— What you have to do —
Add 120 to every bounding box coordinate in the data between the lines holding "LOOKUP dog's muzzle | emit_box" and "[226,99,240,130]", inclusive. Rewrite every line in that span, changing nothing except the coordinates.

Data for bounding box labeling
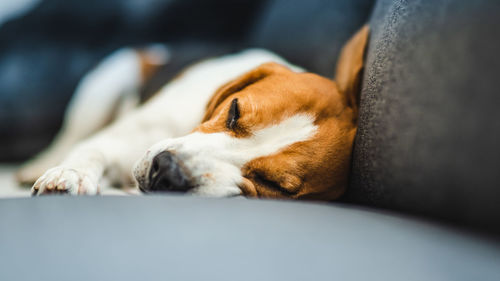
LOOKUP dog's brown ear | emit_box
[202,62,289,122]
[335,25,370,119]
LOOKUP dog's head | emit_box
[135,27,368,200]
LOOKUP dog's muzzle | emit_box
[139,151,192,192]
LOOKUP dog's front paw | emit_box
[31,166,99,196]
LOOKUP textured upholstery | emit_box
[346,0,500,231]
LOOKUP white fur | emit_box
[34,49,302,195]
[17,48,150,182]
[134,115,317,196]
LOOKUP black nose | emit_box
[143,151,191,192]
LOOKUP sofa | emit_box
[0,0,500,280]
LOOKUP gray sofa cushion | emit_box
[346,0,500,232]
[0,196,500,281]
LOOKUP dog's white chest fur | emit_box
[33,49,304,196]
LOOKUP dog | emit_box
[18,26,369,200]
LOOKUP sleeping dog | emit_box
[17,27,368,197]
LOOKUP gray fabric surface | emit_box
[0,196,500,281]
[250,0,374,77]
[346,0,500,232]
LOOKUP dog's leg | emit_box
[16,47,166,184]
[32,50,302,195]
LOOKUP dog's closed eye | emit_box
[226,99,240,130]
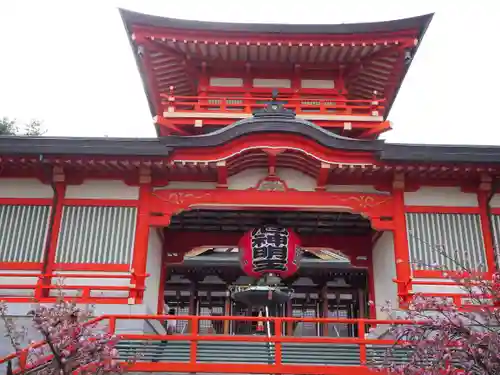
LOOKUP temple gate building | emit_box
[0,10,500,374]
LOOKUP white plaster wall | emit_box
[300,79,335,89]
[405,187,478,207]
[227,168,316,191]
[210,77,243,87]
[227,168,267,190]
[412,278,465,294]
[144,228,163,314]
[65,180,139,200]
[276,168,316,191]
[372,231,398,319]
[51,271,131,298]
[253,78,292,89]
[0,178,53,198]
[326,185,389,194]
[0,270,40,299]
[154,181,217,190]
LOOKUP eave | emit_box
[120,9,433,117]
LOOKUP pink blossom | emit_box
[0,299,123,375]
[377,271,500,375]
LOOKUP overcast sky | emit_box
[0,0,500,144]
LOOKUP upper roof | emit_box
[120,9,433,35]
[0,130,500,165]
[120,9,433,120]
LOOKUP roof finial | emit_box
[271,89,279,102]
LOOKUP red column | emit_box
[131,182,151,303]
[35,181,66,299]
[477,191,496,275]
[392,177,411,303]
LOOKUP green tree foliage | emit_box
[0,117,47,136]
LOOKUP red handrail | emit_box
[0,315,426,374]
[161,94,385,116]
[0,272,149,303]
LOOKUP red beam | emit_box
[316,163,330,191]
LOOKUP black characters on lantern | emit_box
[251,226,289,272]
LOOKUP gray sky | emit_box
[0,0,500,144]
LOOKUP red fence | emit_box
[0,315,414,375]
[162,95,385,116]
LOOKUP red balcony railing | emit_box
[162,94,385,117]
[0,315,422,375]
[0,272,148,304]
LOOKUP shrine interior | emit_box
[163,210,376,337]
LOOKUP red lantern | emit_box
[238,226,301,279]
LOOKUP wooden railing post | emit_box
[189,316,200,366]
[108,316,116,334]
[271,318,283,366]
[358,319,366,366]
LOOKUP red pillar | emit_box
[477,191,496,275]
[35,180,66,299]
[131,183,151,303]
[392,176,411,303]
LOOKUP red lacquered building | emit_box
[0,10,500,375]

— The completed task —
LOOKUP dog's muzzle | emit_box
[259,271,312,312]
LOOKUP dog's front paw | emit_box
[151,286,219,316]
LOOKUP textured upholstery | emit_box
[466,120,620,351]
LOOKUP white fur | emit_box
[154,169,422,315]
[137,168,270,302]
[254,235,437,316]
LOOKUP black nose | emit_box
[263,271,311,312]
LOOKUP sofa | emit_box
[120,120,620,400]
LOOKUP gray sofa cushion | emit_box
[466,120,620,352]
[120,316,620,401]
LOOKUP dog's white chest fur | emit_box
[153,169,424,316]
LOOKUP dog | emit_box
[138,146,489,320]
LOOKUP sleeping dog | emit_box
[137,147,488,317]
LOOKUP gray fabric surface | emit_box
[120,316,620,401]
[370,120,494,197]
[466,120,620,352]
LOOKUP dog's leg | emit_box
[136,167,286,304]
[152,170,422,315]
LOOKUP dog's closed eye | emit_box
[346,219,360,250]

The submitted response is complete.